Page text:
- Associated Press - Monday, January 27, 2014

STOYSTOWN, Pa. (AP) - Becoming the first seventh-generation funeral director in Pennsylvania was not in Lindsey Deaner’s plans.

But the 27-year-old Stoystown resident is happy her life has her following in her family’s footsteps.

“It wasn’t my first choice,” she said. “But it was always something in the back of my head.”

Deaner was born and raised in the funeral home - literally. Her family didn’t move out of the upstairs of the building until she was 10 years old. And that move just took them up the street from the Stoystown funeral home.

Her first love is sports. In high school Deaner played soccer, basketball and softball. After high school she obtained her bachelors and masters degrees in sports management from California University of Pennsylvania, where she played collegiate soccer.

But after graduation Deaner’s job search came up empty. So she decided to enter the family business instead.

“I decided this would be the best decision at that point,” she said.

To become a funeral director she would have to serve as an intern for one year under her father Don Deaner.

“I don’t know if I would want to learn from anyone else,” she said. “He has always been hard on me. He is harder on me than anyone else.”

Deaner admits it is not always easy.

“We can clash at times but we can always put that aside and have no problem working together.”

Deaner said there is not much about the job that bothers her.

“I’ve grown up in it,” she said. “The part that’s hard is when it is people who are close to you. You always have to remember that you are helping a family out.”

She said it takes a certain people skill to work with those who are grieving.

“It’s an honor to take care of families in one of the hardest times of their lives,” she said.

The history of the funeral home starts in 1820. David Ross’s grandfather was a supply sergeant in the war. He ran supplies on the Lincoln Highway and decided to live in Stonycreek Township. In those days viewings were held at people’s homes.

David Ross’s son Jacob Ross was the first to obtain a license when the state started issuing them in 1895. His son, Charles Ross was the first to attend embalming school in 1896.

Charles Ross had one child, a daughter named Francis. She married John Deaner, who attended school in Philadelphia in the 1935. Their son, Charles Deaner, took over the business in 1966. Don Deaner took over the business in the late 1980s. The funeral home has locations in Stoystown, Berlin and Hooversville.

“I don’t know of any seventh generation funeral directors in Pennsylvania,” Don Deaner said.

Task prompt:
Write the next few paragraphs of the article about Lindsey Deaner and her family's Stoystown funeral home, beginning right after its final quoted line. The material that comes after this article is separate and unrelated to it.

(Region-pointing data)
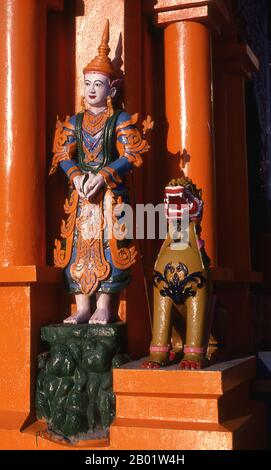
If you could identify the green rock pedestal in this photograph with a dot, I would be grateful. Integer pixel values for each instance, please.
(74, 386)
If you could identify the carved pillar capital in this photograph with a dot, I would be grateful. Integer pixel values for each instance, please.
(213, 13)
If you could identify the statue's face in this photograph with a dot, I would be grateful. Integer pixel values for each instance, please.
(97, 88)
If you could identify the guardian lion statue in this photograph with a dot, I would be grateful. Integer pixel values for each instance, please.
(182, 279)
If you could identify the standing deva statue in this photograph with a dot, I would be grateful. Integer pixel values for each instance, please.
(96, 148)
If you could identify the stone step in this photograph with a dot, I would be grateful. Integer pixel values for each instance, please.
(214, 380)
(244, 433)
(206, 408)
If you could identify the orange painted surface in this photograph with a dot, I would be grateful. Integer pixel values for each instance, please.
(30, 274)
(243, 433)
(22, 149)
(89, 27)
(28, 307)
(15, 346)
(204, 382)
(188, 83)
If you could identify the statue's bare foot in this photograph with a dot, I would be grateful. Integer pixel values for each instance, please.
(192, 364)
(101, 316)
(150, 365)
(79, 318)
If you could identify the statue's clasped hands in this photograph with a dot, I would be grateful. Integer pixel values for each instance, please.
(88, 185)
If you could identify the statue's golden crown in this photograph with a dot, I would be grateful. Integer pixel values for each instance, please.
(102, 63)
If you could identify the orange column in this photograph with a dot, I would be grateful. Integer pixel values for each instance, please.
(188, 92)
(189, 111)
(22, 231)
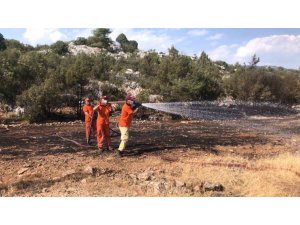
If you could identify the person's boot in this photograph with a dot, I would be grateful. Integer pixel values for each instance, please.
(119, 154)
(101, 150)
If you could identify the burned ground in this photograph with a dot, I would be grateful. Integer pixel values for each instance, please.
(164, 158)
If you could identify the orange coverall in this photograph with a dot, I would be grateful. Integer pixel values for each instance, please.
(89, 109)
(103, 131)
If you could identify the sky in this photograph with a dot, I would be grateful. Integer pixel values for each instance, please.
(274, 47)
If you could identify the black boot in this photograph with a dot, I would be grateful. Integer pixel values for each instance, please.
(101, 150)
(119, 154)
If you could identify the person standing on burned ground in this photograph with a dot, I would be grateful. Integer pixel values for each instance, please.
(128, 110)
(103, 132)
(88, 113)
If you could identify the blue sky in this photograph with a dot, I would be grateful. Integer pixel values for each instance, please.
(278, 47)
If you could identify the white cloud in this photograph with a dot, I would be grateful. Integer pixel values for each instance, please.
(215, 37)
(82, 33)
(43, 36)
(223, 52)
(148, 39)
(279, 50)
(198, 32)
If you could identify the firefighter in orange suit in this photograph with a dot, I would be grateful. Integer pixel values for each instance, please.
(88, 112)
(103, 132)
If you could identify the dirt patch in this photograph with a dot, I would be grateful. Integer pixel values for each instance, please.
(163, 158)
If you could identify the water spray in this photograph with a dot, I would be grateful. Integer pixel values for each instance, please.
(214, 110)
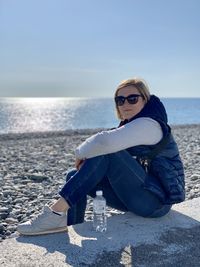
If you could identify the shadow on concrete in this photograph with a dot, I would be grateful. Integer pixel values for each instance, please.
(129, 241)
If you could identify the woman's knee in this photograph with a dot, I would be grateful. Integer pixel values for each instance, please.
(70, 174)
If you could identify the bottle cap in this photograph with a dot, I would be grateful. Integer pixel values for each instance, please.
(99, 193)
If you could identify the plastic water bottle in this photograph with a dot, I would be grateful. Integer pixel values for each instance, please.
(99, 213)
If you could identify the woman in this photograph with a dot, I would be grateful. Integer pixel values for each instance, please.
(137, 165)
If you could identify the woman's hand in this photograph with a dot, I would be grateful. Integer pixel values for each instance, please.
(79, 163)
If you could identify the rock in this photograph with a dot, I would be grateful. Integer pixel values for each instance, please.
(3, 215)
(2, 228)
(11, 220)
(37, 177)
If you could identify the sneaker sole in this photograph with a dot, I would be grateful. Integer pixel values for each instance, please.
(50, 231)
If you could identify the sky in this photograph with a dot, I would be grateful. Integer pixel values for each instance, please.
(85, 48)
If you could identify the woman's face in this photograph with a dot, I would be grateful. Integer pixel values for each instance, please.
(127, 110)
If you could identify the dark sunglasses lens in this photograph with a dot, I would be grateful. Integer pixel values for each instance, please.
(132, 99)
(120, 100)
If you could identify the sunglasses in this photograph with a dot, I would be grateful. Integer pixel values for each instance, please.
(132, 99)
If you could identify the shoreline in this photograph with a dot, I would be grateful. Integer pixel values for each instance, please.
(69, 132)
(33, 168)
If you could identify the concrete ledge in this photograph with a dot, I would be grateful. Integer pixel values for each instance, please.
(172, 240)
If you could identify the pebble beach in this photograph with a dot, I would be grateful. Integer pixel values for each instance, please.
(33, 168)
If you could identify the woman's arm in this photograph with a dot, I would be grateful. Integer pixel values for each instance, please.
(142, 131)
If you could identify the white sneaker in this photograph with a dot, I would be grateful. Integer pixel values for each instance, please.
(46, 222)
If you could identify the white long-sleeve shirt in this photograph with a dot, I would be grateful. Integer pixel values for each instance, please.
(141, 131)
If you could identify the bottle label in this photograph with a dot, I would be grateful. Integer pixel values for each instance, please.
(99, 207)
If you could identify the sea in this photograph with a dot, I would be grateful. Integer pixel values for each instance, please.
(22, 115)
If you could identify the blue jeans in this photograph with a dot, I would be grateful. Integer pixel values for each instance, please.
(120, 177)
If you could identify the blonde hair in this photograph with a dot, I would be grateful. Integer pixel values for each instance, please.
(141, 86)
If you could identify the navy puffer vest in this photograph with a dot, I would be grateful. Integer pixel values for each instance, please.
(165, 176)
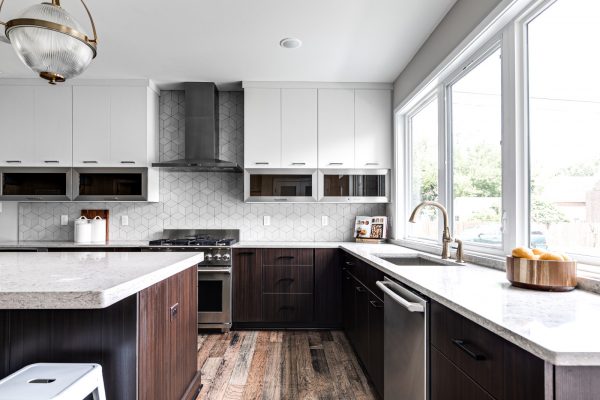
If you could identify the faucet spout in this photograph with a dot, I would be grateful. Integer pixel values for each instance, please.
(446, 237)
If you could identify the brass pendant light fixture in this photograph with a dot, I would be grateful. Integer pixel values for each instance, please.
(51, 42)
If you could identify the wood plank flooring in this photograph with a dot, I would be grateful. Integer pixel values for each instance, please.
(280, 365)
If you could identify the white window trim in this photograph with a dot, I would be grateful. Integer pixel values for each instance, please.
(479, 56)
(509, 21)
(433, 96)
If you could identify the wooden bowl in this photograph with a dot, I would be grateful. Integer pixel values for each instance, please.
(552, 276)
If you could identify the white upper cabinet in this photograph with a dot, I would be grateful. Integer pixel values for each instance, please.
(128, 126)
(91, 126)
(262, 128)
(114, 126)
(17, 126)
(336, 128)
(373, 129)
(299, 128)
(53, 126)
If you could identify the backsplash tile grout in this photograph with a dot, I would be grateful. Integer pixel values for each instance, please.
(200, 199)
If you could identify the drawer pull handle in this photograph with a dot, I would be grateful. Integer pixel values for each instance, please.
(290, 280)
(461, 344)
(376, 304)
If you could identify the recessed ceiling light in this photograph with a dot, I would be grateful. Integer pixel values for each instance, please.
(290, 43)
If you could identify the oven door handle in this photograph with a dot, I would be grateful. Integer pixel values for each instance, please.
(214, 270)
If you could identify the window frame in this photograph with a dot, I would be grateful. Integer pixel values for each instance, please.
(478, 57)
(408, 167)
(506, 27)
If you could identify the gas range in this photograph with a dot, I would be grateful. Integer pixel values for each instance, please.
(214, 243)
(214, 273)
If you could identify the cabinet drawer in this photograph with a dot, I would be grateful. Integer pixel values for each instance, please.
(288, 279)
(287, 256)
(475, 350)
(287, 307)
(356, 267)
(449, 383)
...
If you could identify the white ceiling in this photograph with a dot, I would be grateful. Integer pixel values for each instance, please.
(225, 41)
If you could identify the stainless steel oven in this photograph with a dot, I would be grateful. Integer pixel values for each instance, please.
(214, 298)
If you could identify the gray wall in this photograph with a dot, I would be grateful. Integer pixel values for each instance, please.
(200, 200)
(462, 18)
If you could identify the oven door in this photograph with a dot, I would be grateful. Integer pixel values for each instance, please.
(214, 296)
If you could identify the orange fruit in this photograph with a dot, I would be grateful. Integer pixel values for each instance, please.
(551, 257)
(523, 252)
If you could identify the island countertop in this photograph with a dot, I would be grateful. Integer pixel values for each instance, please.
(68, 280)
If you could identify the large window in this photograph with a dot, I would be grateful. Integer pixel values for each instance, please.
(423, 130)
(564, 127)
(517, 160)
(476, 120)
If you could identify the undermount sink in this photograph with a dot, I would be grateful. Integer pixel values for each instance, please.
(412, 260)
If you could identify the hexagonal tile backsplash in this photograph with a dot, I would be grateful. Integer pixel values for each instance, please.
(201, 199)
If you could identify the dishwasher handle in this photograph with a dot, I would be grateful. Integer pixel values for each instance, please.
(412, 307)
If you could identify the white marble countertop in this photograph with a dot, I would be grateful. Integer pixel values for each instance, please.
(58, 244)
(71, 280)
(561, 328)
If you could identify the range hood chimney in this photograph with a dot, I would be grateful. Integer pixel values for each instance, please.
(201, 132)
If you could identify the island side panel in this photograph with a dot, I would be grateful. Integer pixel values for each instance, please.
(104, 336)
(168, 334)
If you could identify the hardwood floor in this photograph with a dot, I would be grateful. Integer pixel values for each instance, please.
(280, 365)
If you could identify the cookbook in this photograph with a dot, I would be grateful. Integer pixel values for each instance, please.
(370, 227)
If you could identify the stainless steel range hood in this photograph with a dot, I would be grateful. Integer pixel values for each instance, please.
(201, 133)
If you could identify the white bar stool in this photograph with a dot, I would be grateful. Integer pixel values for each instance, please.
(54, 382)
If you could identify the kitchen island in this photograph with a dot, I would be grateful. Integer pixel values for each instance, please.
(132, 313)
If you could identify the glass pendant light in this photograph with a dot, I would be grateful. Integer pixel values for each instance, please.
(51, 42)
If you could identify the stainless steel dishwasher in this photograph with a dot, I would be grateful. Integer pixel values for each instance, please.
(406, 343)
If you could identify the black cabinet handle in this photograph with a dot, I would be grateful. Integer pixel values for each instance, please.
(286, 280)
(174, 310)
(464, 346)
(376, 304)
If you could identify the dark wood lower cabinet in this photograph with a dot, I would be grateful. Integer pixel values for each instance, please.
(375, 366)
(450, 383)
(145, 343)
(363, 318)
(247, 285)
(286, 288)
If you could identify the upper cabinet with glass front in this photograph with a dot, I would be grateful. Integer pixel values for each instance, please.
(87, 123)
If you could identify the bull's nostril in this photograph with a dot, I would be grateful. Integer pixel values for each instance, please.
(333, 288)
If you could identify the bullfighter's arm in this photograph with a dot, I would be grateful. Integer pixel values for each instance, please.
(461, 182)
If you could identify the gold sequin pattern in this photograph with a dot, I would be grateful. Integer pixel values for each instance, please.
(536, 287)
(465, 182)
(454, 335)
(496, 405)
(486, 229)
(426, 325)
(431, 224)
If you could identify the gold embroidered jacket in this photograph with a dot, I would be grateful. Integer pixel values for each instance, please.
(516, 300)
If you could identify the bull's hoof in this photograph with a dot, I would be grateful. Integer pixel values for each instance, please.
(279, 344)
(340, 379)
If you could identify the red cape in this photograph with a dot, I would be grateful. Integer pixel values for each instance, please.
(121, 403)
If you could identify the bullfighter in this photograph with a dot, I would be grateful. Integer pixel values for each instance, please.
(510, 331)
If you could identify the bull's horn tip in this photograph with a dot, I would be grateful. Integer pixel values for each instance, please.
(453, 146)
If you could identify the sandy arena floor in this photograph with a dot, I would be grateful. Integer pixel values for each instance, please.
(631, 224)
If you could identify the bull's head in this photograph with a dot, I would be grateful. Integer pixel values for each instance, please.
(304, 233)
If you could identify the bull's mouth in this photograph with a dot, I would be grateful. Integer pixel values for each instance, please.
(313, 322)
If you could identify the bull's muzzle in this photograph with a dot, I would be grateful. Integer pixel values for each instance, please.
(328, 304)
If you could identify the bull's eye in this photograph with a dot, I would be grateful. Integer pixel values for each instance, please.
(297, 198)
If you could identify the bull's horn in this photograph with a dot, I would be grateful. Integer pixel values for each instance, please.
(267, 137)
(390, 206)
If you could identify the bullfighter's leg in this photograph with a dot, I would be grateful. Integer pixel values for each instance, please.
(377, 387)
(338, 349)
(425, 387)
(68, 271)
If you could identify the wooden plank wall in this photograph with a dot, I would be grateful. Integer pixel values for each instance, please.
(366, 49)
---
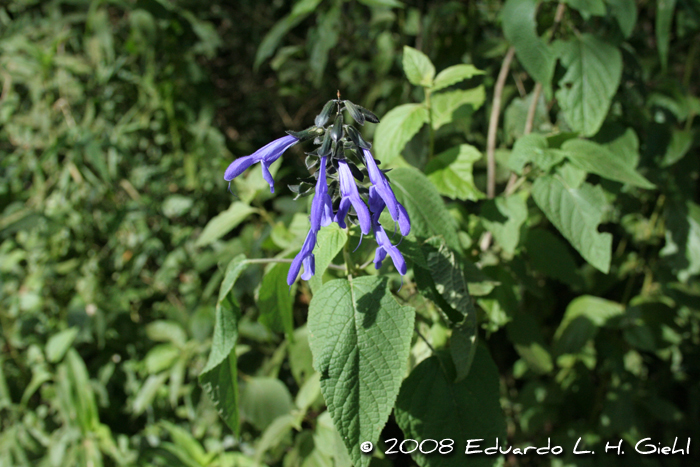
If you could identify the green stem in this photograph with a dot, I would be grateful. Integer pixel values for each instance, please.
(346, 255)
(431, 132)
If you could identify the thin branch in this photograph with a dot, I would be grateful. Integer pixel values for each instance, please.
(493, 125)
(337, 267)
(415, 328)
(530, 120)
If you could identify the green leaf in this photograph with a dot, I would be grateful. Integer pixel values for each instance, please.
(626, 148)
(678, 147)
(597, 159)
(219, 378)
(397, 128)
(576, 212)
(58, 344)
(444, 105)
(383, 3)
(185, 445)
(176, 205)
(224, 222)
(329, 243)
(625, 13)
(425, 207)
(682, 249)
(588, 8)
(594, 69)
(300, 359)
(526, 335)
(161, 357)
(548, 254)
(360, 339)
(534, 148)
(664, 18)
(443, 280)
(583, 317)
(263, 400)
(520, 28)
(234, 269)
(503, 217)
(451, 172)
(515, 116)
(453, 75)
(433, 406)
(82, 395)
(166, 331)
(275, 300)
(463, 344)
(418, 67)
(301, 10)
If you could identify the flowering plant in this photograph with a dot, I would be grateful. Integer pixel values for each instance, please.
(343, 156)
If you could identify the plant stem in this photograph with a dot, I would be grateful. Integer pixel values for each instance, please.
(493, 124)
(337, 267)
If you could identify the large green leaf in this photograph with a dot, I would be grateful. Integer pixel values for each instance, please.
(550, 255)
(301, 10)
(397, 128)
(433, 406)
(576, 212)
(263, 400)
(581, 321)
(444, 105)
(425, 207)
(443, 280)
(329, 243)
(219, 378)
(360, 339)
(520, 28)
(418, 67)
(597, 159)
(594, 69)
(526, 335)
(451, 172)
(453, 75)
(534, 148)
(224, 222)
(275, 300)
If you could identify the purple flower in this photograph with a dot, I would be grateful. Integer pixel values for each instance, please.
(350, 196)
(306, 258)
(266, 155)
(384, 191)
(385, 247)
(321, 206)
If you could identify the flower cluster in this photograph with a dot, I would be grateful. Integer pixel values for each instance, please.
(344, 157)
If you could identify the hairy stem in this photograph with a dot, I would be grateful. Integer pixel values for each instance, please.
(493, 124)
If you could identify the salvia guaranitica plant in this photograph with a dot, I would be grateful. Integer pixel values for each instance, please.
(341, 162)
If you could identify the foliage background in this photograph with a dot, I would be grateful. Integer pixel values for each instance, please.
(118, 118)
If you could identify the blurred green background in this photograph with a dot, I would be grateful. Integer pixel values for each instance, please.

Response below:
Deaner was the only hope to continue the family business. Her younger brother always wanted to be a doctor and is currently in medical school.

“No pressure there,” she quipped. “I’m the only way it continues now.”

Deaner said Don never pressured her to go into the family business. Don Deaner said he was nervous the family tradition would stop with him.

“We didn’t know,” Don Deaner said. “We figured we’d let the chips fall.”

Deaner said he learned from his father that being in the funeral home business is something you have to want to do.

“We truly believe in what we do,” he said. “It’s nice to see she cares about that too. We believe in our profession and it’s important to the families we serve to do the best job possible.”

Deaner still stays true to sports roots. She is the head girls basketball coach for Somerset high school.

“I don’t think I could fully get rid of that,” she said. “I put all of my extra time into coaching.”

Again, just like her father.

“My dad coached me when I was in school,” she said. “I watched him run from practice and go back to work.”

Following in her father’s footsteps is fine with Deaner.

“I always looked up to my dad,” she said. “I was always a daddy’s girl.”

One regret she does have is that her grandfather, Chuck Deaner, died before he could see her joining the family business. He died in May 2010.

“I still wish to this day I could get his support,” she said. “That was a hard pill to swallow. Family means so much to me.”

Even though she is not on the path she planned, she is excited about her future.

“I’m definitely proof life doesn’t always go as you planned,” she said. “I wouldn’t change the path I am on now.”

The Pennsylvania Funeral Directors Association does not keep generational funeral director records.